━━ DOCUMENT TEXT ━━

Hello,
Just an offchance guess:
Is your /tmp on node n0 not a real local disk? I.e. is it on an
NFS mountpoint, or something out-of-the-ordinary?
LAM keeps various internal files, some special, in /tmp on each node.
What it keeps there has changed from version to version, and there
was a change that made NFS /tmp directories have problems.
--
Tim Mattox - tmattox_at_[hidden] - http://homepage.mac.com/tmattox/
http://aggregate.org/KAOS/ - http://advogato.org/person/tmattox/
On Tue, 27 Jan 2004, Sam Watson wrote:
> Hello. I'm trying to bring up LAM 7.0.3 on a x86 machine without
> much success. When I run either mpirun or lamexec I get a "Bad file descriptor"
> message. I'm also seeing this problem with 6.5.9, but not 6.5.1.

━━━
━━ PROVIDED DATA ━━

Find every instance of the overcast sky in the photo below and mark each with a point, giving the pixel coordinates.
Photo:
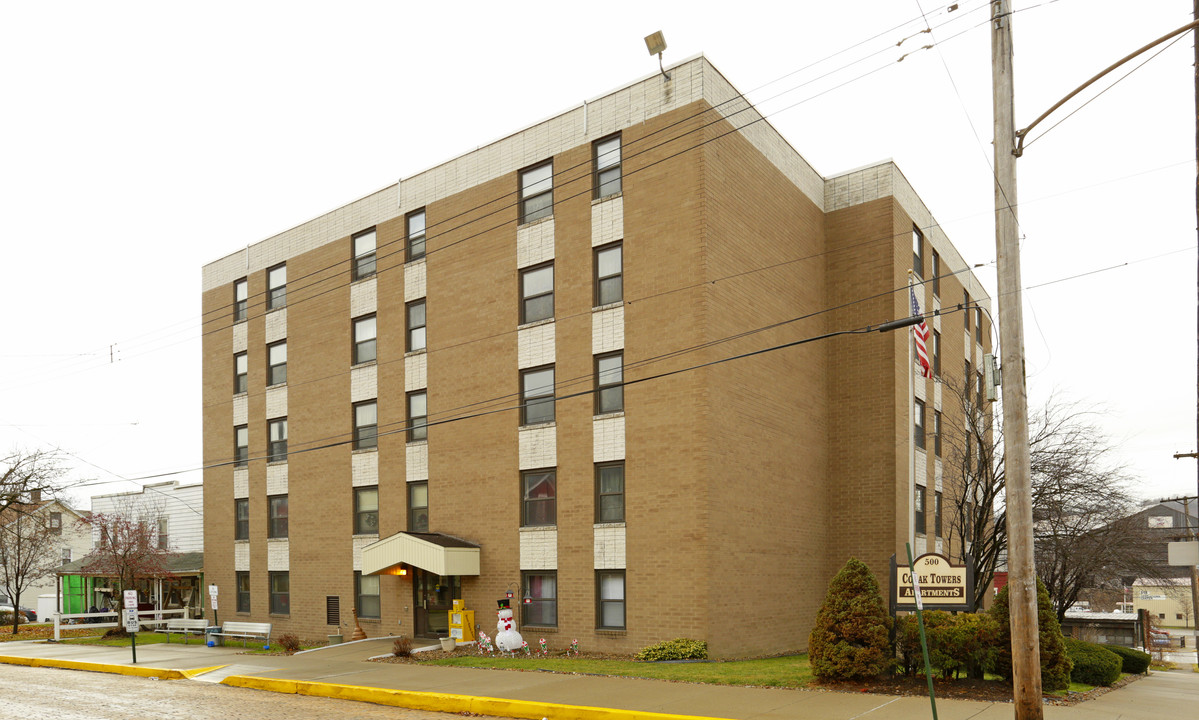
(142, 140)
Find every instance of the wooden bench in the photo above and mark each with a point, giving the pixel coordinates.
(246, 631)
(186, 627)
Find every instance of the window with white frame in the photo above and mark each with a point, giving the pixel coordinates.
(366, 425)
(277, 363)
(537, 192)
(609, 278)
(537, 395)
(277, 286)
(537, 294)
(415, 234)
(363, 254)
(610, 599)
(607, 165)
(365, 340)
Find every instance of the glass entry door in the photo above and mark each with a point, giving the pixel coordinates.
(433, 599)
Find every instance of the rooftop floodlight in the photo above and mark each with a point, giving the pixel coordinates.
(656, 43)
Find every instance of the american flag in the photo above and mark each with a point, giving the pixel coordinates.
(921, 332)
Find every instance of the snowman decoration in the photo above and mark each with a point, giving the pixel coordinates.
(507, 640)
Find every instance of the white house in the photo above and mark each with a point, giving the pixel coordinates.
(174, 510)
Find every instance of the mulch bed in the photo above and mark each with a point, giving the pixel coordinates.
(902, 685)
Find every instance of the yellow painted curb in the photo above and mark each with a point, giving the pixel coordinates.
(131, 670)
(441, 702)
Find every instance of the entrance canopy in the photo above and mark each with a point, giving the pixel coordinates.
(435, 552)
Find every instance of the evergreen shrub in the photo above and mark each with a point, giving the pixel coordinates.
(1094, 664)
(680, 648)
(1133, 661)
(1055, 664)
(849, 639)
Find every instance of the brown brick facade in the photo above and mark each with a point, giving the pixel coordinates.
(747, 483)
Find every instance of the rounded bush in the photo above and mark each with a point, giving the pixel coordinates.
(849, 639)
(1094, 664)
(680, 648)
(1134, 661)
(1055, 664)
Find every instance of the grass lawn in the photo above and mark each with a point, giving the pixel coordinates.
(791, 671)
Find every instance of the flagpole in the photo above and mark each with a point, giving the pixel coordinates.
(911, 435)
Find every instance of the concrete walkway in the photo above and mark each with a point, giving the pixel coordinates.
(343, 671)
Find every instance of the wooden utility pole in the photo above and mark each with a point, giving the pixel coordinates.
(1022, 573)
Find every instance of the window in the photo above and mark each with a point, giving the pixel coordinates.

━━━

→ **TO BE DONE**: Pick up the LAM /tmp thread right after its final line and write what comes next. The records stand apart from the LAM /tmp thread.

→ **EXERCISE ANSWER**:
> I've tried to reduce it to the simplest possible example: here it
> is with 6.5.9, running on a single node:
>
> >/proj/lam/6.5.9/bin/lamnodes
> n0 sleet.exa.com:1
> >/proj/lam/6.5.9/bin/lamexec n0 ps
> lamexec (set_stdio): Bad file descriptor
>
> I've run this under strace, and the file descriptor is a socket. I've
> done the same with 6.5.1, and the sequence of system calls is almost
> the same, but the call to sendmsg that works in 6.5.1 fails in 6.5.9
> and 7.0.3.
>
> This is obviously not happening to everyone, and I'm trying to
> figure out what it is about our environment that is causing it.
> I've attached the compressed config.log from the 7.0.3 build.
> Thanks for any help you can provide.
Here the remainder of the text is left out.